• _THE TASK_: Substitute "rectangle" for "bounding box" in the lines from the line with "In which part of the above frame can the van" up to and including the last line, and reproduce only those lines with everything else unchanged.

----

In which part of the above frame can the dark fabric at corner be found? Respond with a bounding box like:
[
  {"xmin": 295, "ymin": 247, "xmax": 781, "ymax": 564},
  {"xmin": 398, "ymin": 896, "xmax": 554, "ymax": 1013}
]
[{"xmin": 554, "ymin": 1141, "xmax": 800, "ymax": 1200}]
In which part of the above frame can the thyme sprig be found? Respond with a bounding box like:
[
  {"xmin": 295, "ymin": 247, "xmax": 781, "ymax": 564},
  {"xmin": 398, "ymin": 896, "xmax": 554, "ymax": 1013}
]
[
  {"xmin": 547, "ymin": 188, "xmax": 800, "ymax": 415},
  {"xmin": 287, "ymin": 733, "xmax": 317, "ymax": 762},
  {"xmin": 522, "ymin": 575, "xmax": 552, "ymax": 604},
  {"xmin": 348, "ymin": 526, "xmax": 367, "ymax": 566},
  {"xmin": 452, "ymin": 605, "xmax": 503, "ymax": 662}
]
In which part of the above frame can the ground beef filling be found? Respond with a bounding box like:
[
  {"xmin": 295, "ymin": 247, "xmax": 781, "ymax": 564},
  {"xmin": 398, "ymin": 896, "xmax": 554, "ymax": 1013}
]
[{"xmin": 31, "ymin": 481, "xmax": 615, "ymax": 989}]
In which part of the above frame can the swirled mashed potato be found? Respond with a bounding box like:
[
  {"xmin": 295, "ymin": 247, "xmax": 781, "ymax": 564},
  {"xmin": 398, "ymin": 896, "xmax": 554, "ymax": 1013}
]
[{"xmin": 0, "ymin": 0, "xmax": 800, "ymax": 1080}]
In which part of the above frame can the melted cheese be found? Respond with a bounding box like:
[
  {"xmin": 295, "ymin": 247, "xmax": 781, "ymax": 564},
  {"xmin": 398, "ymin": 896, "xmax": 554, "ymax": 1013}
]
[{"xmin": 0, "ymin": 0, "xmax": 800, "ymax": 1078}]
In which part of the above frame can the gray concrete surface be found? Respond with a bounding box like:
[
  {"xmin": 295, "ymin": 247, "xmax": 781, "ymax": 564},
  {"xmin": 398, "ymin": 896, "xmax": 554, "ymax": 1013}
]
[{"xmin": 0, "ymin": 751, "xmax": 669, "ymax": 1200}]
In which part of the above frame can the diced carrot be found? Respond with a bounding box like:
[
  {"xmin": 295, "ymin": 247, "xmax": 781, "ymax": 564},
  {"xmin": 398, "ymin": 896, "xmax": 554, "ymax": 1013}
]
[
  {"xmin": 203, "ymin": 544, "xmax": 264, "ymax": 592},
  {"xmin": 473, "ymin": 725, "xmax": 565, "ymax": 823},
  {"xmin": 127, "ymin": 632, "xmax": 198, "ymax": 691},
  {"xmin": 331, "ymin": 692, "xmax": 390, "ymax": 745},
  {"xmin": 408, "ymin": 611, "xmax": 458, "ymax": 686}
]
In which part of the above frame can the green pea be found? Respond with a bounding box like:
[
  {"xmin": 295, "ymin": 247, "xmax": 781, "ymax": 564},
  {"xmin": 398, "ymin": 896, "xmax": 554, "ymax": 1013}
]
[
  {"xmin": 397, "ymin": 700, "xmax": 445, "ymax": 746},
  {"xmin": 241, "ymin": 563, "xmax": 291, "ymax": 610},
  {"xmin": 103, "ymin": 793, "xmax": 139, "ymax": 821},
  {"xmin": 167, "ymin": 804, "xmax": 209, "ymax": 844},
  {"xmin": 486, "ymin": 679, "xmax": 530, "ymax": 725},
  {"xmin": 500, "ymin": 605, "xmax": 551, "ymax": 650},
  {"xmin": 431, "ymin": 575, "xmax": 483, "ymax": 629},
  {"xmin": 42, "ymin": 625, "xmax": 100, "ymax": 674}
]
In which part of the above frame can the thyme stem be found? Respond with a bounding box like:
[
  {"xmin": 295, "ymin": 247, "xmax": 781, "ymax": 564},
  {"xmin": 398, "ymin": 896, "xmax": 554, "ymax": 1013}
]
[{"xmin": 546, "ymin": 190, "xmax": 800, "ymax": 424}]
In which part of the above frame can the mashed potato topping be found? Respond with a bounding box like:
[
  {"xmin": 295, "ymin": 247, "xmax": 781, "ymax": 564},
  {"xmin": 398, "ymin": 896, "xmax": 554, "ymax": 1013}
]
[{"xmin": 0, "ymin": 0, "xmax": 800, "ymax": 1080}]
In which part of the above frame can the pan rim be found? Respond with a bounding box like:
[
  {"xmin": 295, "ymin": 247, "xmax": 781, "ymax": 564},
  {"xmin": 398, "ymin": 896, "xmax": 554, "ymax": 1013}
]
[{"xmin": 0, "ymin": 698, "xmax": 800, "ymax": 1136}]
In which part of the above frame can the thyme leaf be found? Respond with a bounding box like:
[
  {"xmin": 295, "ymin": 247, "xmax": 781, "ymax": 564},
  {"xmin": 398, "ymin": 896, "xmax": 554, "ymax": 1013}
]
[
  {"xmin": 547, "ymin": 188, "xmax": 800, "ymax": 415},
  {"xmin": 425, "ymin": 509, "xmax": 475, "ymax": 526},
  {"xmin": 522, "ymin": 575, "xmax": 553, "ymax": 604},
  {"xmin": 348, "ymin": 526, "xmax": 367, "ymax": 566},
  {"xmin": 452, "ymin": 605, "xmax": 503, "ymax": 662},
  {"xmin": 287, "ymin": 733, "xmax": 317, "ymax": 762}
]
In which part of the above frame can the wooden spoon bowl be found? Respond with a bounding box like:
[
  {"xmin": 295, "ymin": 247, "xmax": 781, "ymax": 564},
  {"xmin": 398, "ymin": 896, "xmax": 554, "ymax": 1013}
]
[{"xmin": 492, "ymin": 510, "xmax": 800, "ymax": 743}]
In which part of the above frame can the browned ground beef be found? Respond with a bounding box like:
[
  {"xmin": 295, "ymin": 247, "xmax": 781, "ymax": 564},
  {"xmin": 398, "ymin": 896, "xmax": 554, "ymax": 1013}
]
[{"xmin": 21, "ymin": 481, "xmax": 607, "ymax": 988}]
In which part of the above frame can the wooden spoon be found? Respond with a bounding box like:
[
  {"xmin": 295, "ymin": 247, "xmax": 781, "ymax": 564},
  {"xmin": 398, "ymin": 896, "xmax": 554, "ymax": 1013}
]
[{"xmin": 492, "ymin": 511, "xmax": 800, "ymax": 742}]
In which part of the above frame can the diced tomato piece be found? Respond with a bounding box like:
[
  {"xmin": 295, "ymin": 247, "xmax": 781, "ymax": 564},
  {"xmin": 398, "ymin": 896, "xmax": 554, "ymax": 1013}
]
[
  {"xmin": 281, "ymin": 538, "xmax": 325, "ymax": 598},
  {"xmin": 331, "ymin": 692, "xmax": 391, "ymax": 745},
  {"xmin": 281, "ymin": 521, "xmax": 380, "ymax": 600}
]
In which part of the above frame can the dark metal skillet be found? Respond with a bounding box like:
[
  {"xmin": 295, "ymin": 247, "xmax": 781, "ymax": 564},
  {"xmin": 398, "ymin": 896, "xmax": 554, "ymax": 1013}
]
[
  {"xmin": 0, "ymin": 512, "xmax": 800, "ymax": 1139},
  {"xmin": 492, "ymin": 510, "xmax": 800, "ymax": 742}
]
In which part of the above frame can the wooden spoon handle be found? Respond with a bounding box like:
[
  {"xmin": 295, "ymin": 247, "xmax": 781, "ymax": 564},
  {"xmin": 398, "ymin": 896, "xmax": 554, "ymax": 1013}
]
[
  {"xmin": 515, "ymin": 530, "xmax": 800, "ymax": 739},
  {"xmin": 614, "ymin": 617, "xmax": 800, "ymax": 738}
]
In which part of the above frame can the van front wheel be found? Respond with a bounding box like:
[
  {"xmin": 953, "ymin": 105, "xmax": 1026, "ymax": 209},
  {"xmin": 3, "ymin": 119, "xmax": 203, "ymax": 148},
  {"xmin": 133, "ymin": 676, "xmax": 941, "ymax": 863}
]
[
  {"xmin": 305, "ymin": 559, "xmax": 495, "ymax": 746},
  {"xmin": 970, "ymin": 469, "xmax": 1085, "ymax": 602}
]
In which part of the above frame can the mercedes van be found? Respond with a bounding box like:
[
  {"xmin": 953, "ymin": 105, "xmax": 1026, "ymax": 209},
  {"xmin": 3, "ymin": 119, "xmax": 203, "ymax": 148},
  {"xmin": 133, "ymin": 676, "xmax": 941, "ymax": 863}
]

----

• _SOLUTION TO THE EXERCISE_:
In which part of the above frame can the van front wheel be found? Respond with a rectangle like:
[
  {"xmin": 953, "ymin": 105, "xmax": 1026, "ymax": 209},
  {"xmin": 3, "ymin": 119, "xmax": 203, "ymax": 148},
  {"xmin": 133, "ymin": 676, "xmax": 941, "ymax": 863}
]
[
  {"xmin": 305, "ymin": 559, "xmax": 495, "ymax": 746},
  {"xmin": 970, "ymin": 469, "xmax": 1085, "ymax": 602}
]
In which part of the above frame can the mercedes van be found? Respond with a rectangle like:
[
  {"xmin": 953, "ymin": 105, "xmax": 1026, "ymax": 209},
  {"xmin": 3, "ymin": 119, "xmax": 203, "ymax": 148},
  {"xmin": 133, "ymin": 676, "xmax": 941, "ymax": 863}
]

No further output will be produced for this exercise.